— Requirement —
Without copying any pictures, restate exactly the lines from the start of the records through the line containing "Ground the car roof.".

— Supplied entries —
==================================================
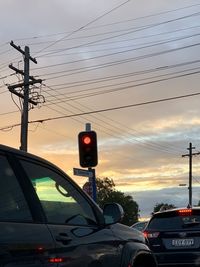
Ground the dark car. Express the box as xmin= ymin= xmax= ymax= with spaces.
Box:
xmin=0 ymin=144 xmax=157 ymax=267
xmin=144 ymin=207 xmax=200 ymax=266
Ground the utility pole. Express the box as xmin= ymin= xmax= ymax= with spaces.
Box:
xmin=7 ymin=41 xmax=43 ymax=152
xmin=182 ymin=142 xmax=200 ymax=207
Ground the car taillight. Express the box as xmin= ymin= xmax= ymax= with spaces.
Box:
xmin=143 ymin=231 xmax=160 ymax=238
xmin=49 ymin=258 xmax=64 ymax=263
xmin=178 ymin=209 xmax=192 ymax=216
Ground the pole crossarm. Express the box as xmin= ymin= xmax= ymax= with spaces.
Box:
xmin=8 ymin=79 xmax=42 ymax=90
xmin=10 ymin=41 xmax=37 ymax=63
xmin=182 ymin=152 xmax=200 ymax=157
xmin=8 ymin=88 xmax=38 ymax=106
xmin=9 ymin=64 xmax=36 ymax=81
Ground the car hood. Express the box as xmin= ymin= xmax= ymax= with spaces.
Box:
xmin=110 ymin=223 xmax=146 ymax=243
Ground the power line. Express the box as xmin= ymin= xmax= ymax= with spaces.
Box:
xmin=193 ymin=176 xmax=200 ymax=185
xmin=28 ymin=91 xmax=200 ymax=122
xmin=45 ymin=62 xmax=200 ymax=93
xmin=38 ymin=90 xmax=171 ymax=160
xmin=2 ymin=90 xmax=200 ymax=131
xmin=45 ymin=13 xmax=200 ymax=43
xmin=42 ymin=69 xmax=200 ymax=104
xmin=36 ymin=24 xmax=200 ymax=57
xmin=0 ymin=13 xmax=199 ymax=73
xmin=51 ymin=95 xmax=183 ymax=154
xmin=37 ymin=11 xmax=200 ymax=58
xmin=0 ymin=4 xmax=199 ymax=74
xmin=10 ymin=4 xmax=200 ymax=44
xmin=0 ymin=90 xmax=9 ymax=95
xmin=38 ymin=78 xmax=184 ymax=155
xmin=40 ymin=29 xmax=200 ymax=59
xmin=19 ymin=85 xmax=184 ymax=155
xmin=41 ymin=42 xmax=200 ymax=79
xmin=43 ymin=88 xmax=181 ymax=155
xmin=0 ymin=1 xmax=133 ymax=72
xmin=0 ymin=110 xmax=18 ymax=116
xmin=34 ymin=0 xmax=132 ymax=56
xmin=81 ymin=3 xmax=200 ymax=30
xmin=10 ymin=2 xmax=200 ymax=43
xmin=33 ymin=33 xmax=200 ymax=71
xmin=43 ymin=59 xmax=200 ymax=91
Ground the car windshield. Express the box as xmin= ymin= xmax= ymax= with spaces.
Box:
xmin=132 ymin=221 xmax=148 ymax=231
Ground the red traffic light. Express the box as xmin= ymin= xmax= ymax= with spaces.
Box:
xmin=82 ymin=135 xmax=92 ymax=145
xmin=78 ymin=131 xmax=98 ymax=168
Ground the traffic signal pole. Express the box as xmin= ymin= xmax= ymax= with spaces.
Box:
xmin=89 ymin=168 xmax=97 ymax=202
xmin=86 ymin=123 xmax=97 ymax=202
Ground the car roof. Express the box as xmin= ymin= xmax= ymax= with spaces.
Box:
xmin=0 ymin=144 xmax=41 ymax=158
xmin=151 ymin=207 xmax=200 ymax=218
xmin=0 ymin=144 xmax=68 ymax=177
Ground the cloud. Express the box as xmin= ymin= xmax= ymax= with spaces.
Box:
xmin=129 ymin=186 xmax=200 ymax=219
xmin=1 ymin=0 xmax=200 ymax=208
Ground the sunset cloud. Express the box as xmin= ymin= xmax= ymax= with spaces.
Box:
xmin=1 ymin=0 xmax=200 ymax=217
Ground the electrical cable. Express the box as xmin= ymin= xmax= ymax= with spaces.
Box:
xmin=33 ymin=33 xmax=200 ymax=71
xmin=11 ymin=2 xmax=200 ymax=43
xmin=2 ymin=90 xmax=200 ymax=132
xmin=37 ymin=24 xmax=200 ymax=57
xmin=43 ymin=59 xmax=200 ymax=91
xmin=34 ymin=0 xmax=132 ymax=56
xmin=37 ymin=11 xmax=200 ymax=58
xmin=42 ymin=68 xmax=200 ymax=106
xmin=43 ymin=86 xmax=184 ymax=154
xmin=41 ymin=42 xmax=200 ymax=79
xmin=44 ymin=62 xmax=200 ymax=96
xmin=40 ymin=89 xmax=182 ymax=155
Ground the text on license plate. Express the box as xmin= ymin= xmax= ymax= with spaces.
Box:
xmin=172 ymin=238 xmax=194 ymax=247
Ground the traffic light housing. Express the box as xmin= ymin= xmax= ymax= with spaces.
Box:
xmin=78 ymin=131 xmax=98 ymax=168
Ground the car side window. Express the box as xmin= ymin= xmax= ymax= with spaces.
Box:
xmin=20 ymin=160 xmax=97 ymax=226
xmin=0 ymin=155 xmax=32 ymax=221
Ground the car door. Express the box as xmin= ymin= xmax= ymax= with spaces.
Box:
xmin=19 ymin=157 xmax=122 ymax=267
xmin=0 ymin=152 xmax=55 ymax=267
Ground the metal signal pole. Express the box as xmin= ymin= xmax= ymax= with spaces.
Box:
xmin=86 ymin=123 xmax=97 ymax=202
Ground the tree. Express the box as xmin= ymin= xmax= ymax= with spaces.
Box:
xmin=96 ymin=177 xmax=139 ymax=226
xmin=153 ymin=202 xmax=176 ymax=214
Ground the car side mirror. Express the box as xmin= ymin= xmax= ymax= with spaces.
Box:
xmin=103 ymin=203 xmax=124 ymax=225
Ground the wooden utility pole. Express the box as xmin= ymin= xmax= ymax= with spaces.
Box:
xmin=8 ymin=41 xmax=42 ymax=152
xmin=182 ymin=143 xmax=200 ymax=207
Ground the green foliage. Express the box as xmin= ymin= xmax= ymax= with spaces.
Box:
xmin=153 ymin=202 xmax=176 ymax=213
xmin=96 ymin=177 xmax=139 ymax=226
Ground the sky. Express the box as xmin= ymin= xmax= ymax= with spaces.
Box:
xmin=1 ymin=0 xmax=200 ymax=218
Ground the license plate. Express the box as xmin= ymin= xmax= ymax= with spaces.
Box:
xmin=172 ymin=238 xmax=194 ymax=247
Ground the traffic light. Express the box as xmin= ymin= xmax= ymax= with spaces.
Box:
xmin=78 ymin=131 xmax=98 ymax=168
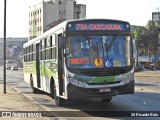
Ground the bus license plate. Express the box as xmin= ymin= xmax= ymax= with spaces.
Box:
xmin=99 ymin=88 xmax=110 ymax=93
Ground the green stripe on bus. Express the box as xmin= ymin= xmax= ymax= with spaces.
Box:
xmin=73 ymin=74 xmax=115 ymax=83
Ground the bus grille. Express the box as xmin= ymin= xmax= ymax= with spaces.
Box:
xmin=87 ymin=81 xmax=121 ymax=85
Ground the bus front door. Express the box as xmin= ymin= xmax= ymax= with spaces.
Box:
xmin=58 ymin=35 xmax=65 ymax=96
xmin=36 ymin=43 xmax=41 ymax=88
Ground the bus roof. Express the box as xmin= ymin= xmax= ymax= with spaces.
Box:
xmin=23 ymin=19 xmax=130 ymax=48
xmin=23 ymin=20 xmax=68 ymax=48
xmin=66 ymin=18 xmax=130 ymax=24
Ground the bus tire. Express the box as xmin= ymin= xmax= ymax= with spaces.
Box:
xmin=50 ymin=80 xmax=55 ymax=99
xmin=53 ymin=83 xmax=65 ymax=106
xmin=30 ymin=75 xmax=39 ymax=94
xmin=101 ymin=97 xmax=112 ymax=102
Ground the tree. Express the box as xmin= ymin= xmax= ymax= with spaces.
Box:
xmin=132 ymin=21 xmax=160 ymax=68
xmin=131 ymin=25 xmax=146 ymax=66
xmin=146 ymin=21 xmax=160 ymax=67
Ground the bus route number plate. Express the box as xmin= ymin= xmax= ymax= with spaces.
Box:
xmin=99 ymin=88 xmax=110 ymax=93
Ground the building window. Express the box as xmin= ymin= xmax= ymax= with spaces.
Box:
xmin=59 ymin=1 xmax=61 ymax=5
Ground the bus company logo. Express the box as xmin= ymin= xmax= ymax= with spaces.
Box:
xmin=2 ymin=112 xmax=12 ymax=117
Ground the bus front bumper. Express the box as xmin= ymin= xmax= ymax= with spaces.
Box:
xmin=67 ymin=80 xmax=134 ymax=100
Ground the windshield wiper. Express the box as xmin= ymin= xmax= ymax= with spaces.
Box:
xmin=88 ymin=40 xmax=100 ymax=63
xmin=85 ymin=35 xmax=101 ymax=63
xmin=96 ymin=41 xmax=100 ymax=63
xmin=105 ymin=33 xmax=118 ymax=59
==================================================
— Response area —
Ground the dark car. Express the box as xmin= ymin= xmax= ymax= with spaces.
Box:
xmin=0 ymin=144 xmax=157 ymax=267
xmin=144 ymin=207 xmax=200 ymax=266
Ground the utility pole. Express the box as xmin= ymin= xmax= ymax= with spaces.
Box:
xmin=7 ymin=41 xmax=43 ymax=152
xmin=182 ymin=142 xmax=200 ymax=207
Ground the car taillight. Express the box as xmin= ymin= xmax= ymax= with spaces.
Box:
xmin=143 ymin=231 xmax=160 ymax=238
xmin=49 ymin=258 xmax=64 ymax=263
xmin=178 ymin=209 xmax=192 ymax=216
Ground the pole crossarm. Express the box as xmin= ymin= xmax= ymax= with spaces.
Box:
xmin=8 ymin=79 xmax=42 ymax=90
xmin=10 ymin=41 xmax=37 ymax=63
xmin=182 ymin=152 xmax=200 ymax=157
xmin=8 ymin=88 xmax=38 ymax=106
xmin=9 ymin=64 xmax=36 ymax=81
Ground the car hood. Express the box as xmin= ymin= xmax= ymax= with spaces.
Box:
xmin=110 ymin=223 xmax=146 ymax=243
Ground the power line. Express the box as xmin= ymin= xmax= ymax= with spaces.
Box:
xmin=193 ymin=176 xmax=200 ymax=185
xmin=28 ymin=91 xmax=200 ymax=122
xmin=45 ymin=62 xmax=200 ymax=93
xmin=38 ymin=90 xmax=171 ymax=160
xmin=2 ymin=90 xmax=200 ymax=131
xmin=45 ymin=13 xmax=200 ymax=43
xmin=42 ymin=69 xmax=200 ymax=104
xmin=36 ymin=24 xmax=200 ymax=57
xmin=0 ymin=13 xmax=199 ymax=73
xmin=51 ymin=95 xmax=183 ymax=154
xmin=37 ymin=11 xmax=200 ymax=58
xmin=0 ymin=4 xmax=199 ymax=74
xmin=10 ymin=4 xmax=200 ymax=44
xmin=0 ymin=90 xmax=9 ymax=95
xmin=38 ymin=78 xmax=184 ymax=155
xmin=40 ymin=29 xmax=200 ymax=59
xmin=19 ymin=85 xmax=184 ymax=155
xmin=41 ymin=42 xmax=200 ymax=79
xmin=43 ymin=88 xmax=181 ymax=155
xmin=0 ymin=1 xmax=133 ymax=72
xmin=0 ymin=110 xmax=18 ymax=116
xmin=34 ymin=0 xmax=132 ymax=56
xmin=81 ymin=3 xmax=200 ymax=30
xmin=10 ymin=2 xmax=200 ymax=43
xmin=33 ymin=33 xmax=200 ymax=71
xmin=43 ymin=59 xmax=200 ymax=91
Ground the car windshield. Express the box as xmin= ymin= xmax= ymax= with spaces.
Box:
xmin=132 ymin=221 xmax=148 ymax=231
Ground the red traffic light. Express the box as xmin= ymin= xmax= ymax= with spaces.
Box:
xmin=82 ymin=135 xmax=92 ymax=145
xmin=78 ymin=131 xmax=98 ymax=168
Ground the traffic signal pole. Express the box as xmin= ymin= xmax= ymax= with spaces.
Box:
xmin=89 ymin=168 xmax=97 ymax=202
xmin=86 ymin=123 xmax=97 ymax=202
Ground the car roof. Express the box as xmin= ymin= xmax= ymax= with spaces.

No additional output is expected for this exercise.